EXTRAIT FOURNI ->
────────────────
Autrement dit, c’est toujours le syndicat qui devra, en premier lieu, se charger de gérer le sinistre et les réparations, aux frais de l’ensemble des copropriétaires en utilisant le fonds d’auto assurance et/ou des charges communes spéciales.
👉 Si le sinistre a été causé par la faute d’un copropriétaire
Toutefois, s’il s’avère que le sinistre a été causé par la faute d’un copropriétaire (négligence, manque d’entretien, travaux non autorisés, etc.), le syndicat pourra lui réclamer des dommages-intérêts. Par exemple, pour récupérer la franchise payée à l’assureur ou encore pour les dommages qui excèdent les protections du contrat d’assurance.
Dans un tel cas, le copropriétaire visé pourra faire une réclamation à son propre assureur en responsabilité civile. Malheureusement, il est fréquent que l’assureur du copropriétaire, ou le copropriétaire lui-même, nie la responsabilité, et que le syndicat de copropriété doive s'adresser à un tribunal où il devra démontrer la faute du copropriétaire. Condolégal donne de bonnes indications sur le fardeau de la preuve qui pourrait être nécessaire.
Ce que disent les lois 16 et 141 sur les sinistres dans les immeubles à condos
Les réformes récentes dans la copropriété au Québec (projet de loi 16 et projet de loi 141, notamment) ont introduit de nouveaux outils permettant de mieux prévenir les risques de sinistres au sein des immeubles à condos, notamment les dégâts d’eau.
Ce que dit la loi 16 sur la prévention et la gestion des sinistres en copropriété, comme les dégâts d’eau
Le projet de loi 16, adopté afin de mieux encadrer la saine gestion du parc immobilier des copropriétés au Québec, vise à renforcer la prévention, la transparence et la planification, notamment en rendant obligatoire la mise en place du carnet d’entretien et de l’étude de fonds de prévoyance dans les copropriétés divises au Québec.
Même si la loi 16 n’aborde pas directement de sinistres dans les condos, elle influence grandement la manière dont les dégâts d’eau sont anticipés et gérés, puisqu’une partie des sinistres peut être liée à des lacunes d’entretien ou à une mauvaise planification des travaux majeurs nécessaires à la pérennité de l’immeuble.
Le carnet d’entretien
Il sert à planifier, documenter et suivre l’entretien de l’immeuble à condos au fil du temps. On y retrouve la liste des composantes majeures du bâtiment, ainsi que la fréquence d’inspection, d’entretien et de remplacement recommandée pour chacune.
Un carnet d’entretien bien tenu permet au syndicat de copropriété :
✅ d’anticiper les réparations et les remplacements avant qu’un bris n’entraîne un sinistre;
✅ d’éviter la négligence qui peut compromettre la couverture d’assurance du syndicat de copropriété;
✅ de démontrer sa diligence en cas de réclamation d’assurance suite à un sinistre.
En somme, le carnet d’entretien transforme la gestion des immeubles à condos : il fait passer les copropriétés d’une culture de réaction à une culture de prévention, réduisant ainsi directement plusieurs risques de dégâts d’eau et autres sinistres coûteux dans les condos.
────────────────
DONNÉES DISPONIBLES ->
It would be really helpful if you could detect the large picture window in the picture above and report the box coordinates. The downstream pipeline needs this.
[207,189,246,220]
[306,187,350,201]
────────────────
Pouvez-vous renvoyer sans rien changer le passage de l'extrait sur les sinistres en copropriété situé entre « Un carnet d’entretien » et « à un sinistre. », ces deux bornes comprises ?

RÉPONSE ->
Un carnet d’entretien bien tenu permet au syndicat de copropriété :
✅ d’anticiper les réparations et les remplacements avant qu’un bris n’entraîne un sinistre;
✅ d’éviter la négligence qui peut compromettre la couverture d’assurance du syndicat de copropriété;
✅ de démontrer sa diligence en cas de réclamation d’assurance suite à un sinistre.